This is the best approach for several reasons. First, this approach will draw the least criticism as it is merely clarifying that existing regulations that have worked well are also suitable for, and applicable to, the “fake news” problem. Second, this is an opportune time to provide an update of the existing provisions and provide much needed clarity to the current framework, especially on the interpretation of “Internet Content Provider” and “Internet Service Provider” that are subject to the regulations. Third, the current regulations provide an arguably “light touch approach” that primarily targets access to information rather than censorship of the source (which is in any event less effective if it originates overseas); hence it already includes Internet intermediaries (which, as will be made apparent, plays an important and integral role in the battle against fake news). Fourth, there is no need to differentiate between “fake news” and other forms of false information in general, which can fall within one of the generous exceptions to free speech and expression that are already provided for under the current regulations.

* **Entries shown**
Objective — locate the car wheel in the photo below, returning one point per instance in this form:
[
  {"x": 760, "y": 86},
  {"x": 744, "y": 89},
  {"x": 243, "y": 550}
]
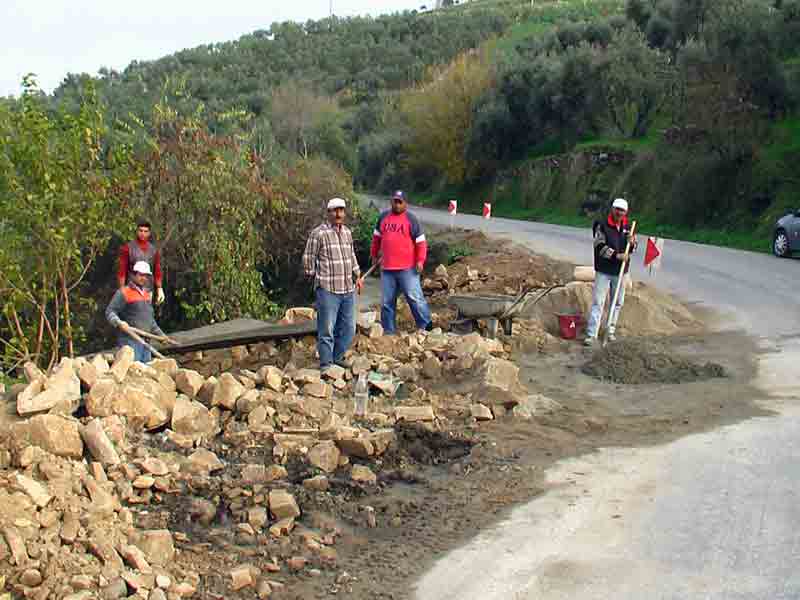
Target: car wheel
[{"x": 780, "y": 244}]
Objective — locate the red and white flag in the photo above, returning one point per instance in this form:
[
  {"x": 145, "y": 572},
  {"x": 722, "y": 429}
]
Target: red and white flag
[{"x": 653, "y": 253}]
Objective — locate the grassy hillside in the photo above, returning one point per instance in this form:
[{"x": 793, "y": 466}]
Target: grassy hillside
[{"x": 705, "y": 169}]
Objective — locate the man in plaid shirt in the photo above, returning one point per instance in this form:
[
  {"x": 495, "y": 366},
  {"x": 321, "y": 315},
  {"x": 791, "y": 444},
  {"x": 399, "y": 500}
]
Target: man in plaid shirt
[{"x": 330, "y": 260}]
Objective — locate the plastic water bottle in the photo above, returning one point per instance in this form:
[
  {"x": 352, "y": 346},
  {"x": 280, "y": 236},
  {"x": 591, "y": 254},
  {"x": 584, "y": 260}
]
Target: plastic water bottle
[{"x": 361, "y": 396}]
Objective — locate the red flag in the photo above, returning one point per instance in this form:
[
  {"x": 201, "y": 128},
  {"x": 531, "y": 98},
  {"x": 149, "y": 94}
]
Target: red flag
[{"x": 652, "y": 252}]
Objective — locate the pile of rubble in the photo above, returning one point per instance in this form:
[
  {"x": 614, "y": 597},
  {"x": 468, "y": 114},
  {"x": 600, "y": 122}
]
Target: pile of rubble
[
  {"x": 118, "y": 474},
  {"x": 504, "y": 272}
]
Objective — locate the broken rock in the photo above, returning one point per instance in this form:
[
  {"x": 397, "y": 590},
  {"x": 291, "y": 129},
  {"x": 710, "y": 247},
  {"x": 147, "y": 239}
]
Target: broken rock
[
  {"x": 325, "y": 456},
  {"x": 191, "y": 418},
  {"x": 227, "y": 391},
  {"x": 413, "y": 414},
  {"x": 58, "y": 435},
  {"x": 203, "y": 461},
  {"x": 272, "y": 377},
  {"x": 123, "y": 360},
  {"x": 363, "y": 474},
  {"x": 157, "y": 545},
  {"x": 62, "y": 388},
  {"x": 282, "y": 504},
  {"x": 189, "y": 382},
  {"x": 481, "y": 412},
  {"x": 98, "y": 443},
  {"x": 243, "y": 576},
  {"x": 37, "y": 491}
]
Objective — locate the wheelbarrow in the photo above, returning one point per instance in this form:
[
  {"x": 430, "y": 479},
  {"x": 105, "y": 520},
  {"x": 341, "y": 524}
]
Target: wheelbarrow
[{"x": 495, "y": 308}]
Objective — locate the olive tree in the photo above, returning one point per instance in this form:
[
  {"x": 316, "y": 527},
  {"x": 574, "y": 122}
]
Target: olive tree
[{"x": 60, "y": 186}]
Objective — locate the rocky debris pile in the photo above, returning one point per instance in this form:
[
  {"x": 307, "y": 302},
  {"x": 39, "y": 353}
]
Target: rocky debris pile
[
  {"x": 119, "y": 473},
  {"x": 503, "y": 272}
]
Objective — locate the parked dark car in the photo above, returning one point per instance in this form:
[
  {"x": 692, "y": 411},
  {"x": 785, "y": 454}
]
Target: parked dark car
[{"x": 787, "y": 235}]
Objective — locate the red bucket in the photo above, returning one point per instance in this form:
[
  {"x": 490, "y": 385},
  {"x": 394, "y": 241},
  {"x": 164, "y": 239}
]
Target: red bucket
[{"x": 569, "y": 325}]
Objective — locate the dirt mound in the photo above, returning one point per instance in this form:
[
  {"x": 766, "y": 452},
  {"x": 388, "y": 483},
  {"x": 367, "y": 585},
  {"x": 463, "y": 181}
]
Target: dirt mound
[{"x": 641, "y": 361}]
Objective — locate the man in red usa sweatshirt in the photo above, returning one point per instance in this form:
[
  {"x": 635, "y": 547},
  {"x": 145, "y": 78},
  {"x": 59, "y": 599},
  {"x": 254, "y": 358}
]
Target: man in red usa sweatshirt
[{"x": 399, "y": 242}]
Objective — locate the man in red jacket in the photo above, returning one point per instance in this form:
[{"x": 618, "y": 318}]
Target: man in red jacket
[
  {"x": 141, "y": 249},
  {"x": 399, "y": 240}
]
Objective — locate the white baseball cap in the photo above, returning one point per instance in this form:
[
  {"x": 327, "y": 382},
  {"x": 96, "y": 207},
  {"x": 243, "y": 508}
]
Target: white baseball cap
[
  {"x": 142, "y": 267},
  {"x": 336, "y": 203}
]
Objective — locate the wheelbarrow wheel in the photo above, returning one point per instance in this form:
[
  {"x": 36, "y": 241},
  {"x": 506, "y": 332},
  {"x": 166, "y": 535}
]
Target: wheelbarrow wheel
[{"x": 508, "y": 326}]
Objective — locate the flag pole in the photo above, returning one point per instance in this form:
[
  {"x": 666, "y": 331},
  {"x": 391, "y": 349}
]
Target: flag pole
[{"x": 620, "y": 281}]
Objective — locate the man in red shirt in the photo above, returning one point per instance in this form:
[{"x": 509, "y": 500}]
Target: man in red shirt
[
  {"x": 400, "y": 242},
  {"x": 141, "y": 249}
]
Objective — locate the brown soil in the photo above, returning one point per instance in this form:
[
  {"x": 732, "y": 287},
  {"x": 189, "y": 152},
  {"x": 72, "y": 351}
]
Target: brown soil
[
  {"x": 438, "y": 487},
  {"x": 637, "y": 361}
]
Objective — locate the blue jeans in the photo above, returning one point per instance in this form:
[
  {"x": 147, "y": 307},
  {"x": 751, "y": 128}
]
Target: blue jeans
[
  {"x": 141, "y": 353},
  {"x": 602, "y": 285},
  {"x": 336, "y": 325},
  {"x": 406, "y": 281}
]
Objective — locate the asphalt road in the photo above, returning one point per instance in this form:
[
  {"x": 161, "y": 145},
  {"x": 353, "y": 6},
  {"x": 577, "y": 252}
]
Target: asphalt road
[{"x": 711, "y": 516}]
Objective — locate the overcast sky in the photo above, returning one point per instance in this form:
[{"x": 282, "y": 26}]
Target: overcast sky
[{"x": 54, "y": 37}]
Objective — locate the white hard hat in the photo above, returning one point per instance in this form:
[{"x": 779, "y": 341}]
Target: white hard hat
[
  {"x": 336, "y": 203},
  {"x": 142, "y": 267}
]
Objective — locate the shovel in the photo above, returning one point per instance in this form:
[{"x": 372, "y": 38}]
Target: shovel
[{"x": 620, "y": 280}]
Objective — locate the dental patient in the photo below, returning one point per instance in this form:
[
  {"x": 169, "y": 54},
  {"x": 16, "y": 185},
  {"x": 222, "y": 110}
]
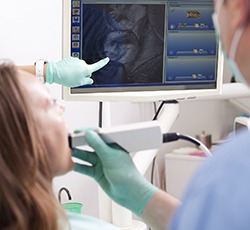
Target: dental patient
[{"x": 32, "y": 125}]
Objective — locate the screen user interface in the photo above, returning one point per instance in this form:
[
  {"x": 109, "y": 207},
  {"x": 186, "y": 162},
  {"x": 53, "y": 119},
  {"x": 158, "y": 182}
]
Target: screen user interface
[{"x": 152, "y": 45}]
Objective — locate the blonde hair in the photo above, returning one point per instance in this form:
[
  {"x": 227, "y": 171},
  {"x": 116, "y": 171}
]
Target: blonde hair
[{"x": 26, "y": 197}]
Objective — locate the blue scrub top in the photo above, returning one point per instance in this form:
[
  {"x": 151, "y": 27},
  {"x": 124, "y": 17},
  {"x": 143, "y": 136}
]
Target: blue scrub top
[
  {"x": 83, "y": 222},
  {"x": 218, "y": 197}
]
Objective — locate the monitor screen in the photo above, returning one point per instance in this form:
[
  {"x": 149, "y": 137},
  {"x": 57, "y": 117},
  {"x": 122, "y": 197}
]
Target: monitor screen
[{"x": 158, "y": 50}]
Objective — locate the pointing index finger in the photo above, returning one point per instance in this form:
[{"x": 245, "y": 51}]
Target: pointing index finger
[{"x": 98, "y": 65}]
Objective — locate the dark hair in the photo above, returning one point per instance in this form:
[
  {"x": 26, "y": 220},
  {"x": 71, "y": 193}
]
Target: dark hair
[{"x": 26, "y": 197}]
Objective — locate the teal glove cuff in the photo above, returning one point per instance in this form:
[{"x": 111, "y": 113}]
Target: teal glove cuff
[
  {"x": 115, "y": 172},
  {"x": 72, "y": 72},
  {"x": 49, "y": 73}
]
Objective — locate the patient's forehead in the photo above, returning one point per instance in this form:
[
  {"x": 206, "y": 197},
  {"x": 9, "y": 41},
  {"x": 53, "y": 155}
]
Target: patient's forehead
[{"x": 36, "y": 92}]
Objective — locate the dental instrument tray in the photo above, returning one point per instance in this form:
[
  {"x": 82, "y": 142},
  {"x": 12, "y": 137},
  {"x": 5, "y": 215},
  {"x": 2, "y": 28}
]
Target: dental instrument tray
[{"x": 131, "y": 137}]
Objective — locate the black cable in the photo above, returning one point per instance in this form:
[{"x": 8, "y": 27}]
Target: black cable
[
  {"x": 161, "y": 105},
  {"x": 169, "y": 137}
]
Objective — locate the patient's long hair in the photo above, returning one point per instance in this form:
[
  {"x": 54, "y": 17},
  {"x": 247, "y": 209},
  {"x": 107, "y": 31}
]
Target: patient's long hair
[{"x": 26, "y": 197}]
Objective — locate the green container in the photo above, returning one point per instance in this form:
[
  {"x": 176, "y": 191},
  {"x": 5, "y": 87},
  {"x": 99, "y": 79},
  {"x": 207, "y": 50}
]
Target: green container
[{"x": 73, "y": 207}]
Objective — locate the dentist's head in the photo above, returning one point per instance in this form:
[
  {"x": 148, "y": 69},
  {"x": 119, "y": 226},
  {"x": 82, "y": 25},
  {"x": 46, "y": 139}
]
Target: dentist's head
[{"x": 232, "y": 22}]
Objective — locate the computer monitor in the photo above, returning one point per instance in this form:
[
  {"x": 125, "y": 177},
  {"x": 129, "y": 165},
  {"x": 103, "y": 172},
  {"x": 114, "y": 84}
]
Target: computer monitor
[{"x": 158, "y": 49}]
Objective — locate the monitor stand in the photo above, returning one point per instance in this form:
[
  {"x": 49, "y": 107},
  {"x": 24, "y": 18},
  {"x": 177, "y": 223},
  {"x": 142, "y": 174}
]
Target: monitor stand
[{"x": 110, "y": 211}]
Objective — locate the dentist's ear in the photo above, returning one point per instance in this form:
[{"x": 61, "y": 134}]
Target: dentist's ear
[{"x": 239, "y": 12}]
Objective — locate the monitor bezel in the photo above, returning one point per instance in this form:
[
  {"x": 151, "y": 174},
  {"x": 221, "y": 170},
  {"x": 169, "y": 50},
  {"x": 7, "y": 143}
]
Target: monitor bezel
[{"x": 134, "y": 96}]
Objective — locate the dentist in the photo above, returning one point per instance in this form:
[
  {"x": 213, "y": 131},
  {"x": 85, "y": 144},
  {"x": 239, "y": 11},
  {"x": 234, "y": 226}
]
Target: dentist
[{"x": 218, "y": 196}]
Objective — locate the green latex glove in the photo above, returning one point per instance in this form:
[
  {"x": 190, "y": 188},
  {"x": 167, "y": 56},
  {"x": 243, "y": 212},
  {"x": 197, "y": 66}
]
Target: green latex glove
[
  {"x": 115, "y": 172},
  {"x": 72, "y": 72}
]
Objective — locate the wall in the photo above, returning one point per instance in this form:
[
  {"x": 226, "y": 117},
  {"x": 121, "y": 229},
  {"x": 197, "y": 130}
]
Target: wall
[{"x": 31, "y": 29}]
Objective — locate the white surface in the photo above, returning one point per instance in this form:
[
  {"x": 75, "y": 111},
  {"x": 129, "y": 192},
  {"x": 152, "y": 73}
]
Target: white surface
[
  {"x": 179, "y": 170},
  {"x": 131, "y": 137}
]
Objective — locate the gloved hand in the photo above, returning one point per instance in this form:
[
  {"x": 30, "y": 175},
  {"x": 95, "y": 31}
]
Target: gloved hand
[
  {"x": 72, "y": 72},
  {"x": 115, "y": 172}
]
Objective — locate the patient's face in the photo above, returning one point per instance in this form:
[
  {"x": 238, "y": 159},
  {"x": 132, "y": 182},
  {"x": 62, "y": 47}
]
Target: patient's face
[{"x": 50, "y": 123}]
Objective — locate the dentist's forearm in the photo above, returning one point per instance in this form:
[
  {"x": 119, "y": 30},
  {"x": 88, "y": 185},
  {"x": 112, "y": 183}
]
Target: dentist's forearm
[{"x": 159, "y": 210}]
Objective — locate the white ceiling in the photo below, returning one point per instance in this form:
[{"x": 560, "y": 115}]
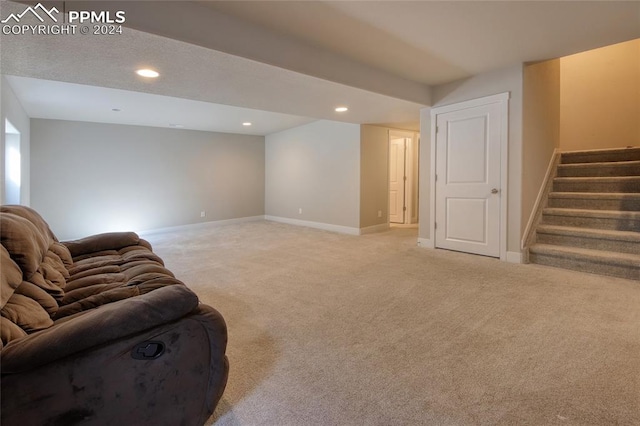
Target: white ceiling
[
  {"x": 63, "y": 101},
  {"x": 223, "y": 61}
]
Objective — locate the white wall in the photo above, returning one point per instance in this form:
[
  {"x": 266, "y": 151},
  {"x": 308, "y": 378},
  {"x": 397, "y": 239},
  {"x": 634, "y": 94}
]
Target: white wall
[
  {"x": 12, "y": 110},
  {"x": 490, "y": 83},
  {"x": 316, "y": 168},
  {"x": 89, "y": 177}
]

* **Given problem**
Answer these questions using the text on regulating fake news.
(a) Which two terms does the text say need a clearer interpretation?
(b) What does the "light touch approach" of the current regulations primarily target?
(c) Why will this approach draw the least criticism?

* **Final result**
(a) "Internet Content Provider" and "Internet Service Provider."
(b) Access to information, rather than censorship of the source.
(c) It only clarifies that existing regulations that have worked well are also suitable for, and applicable to, the "fake news" problem.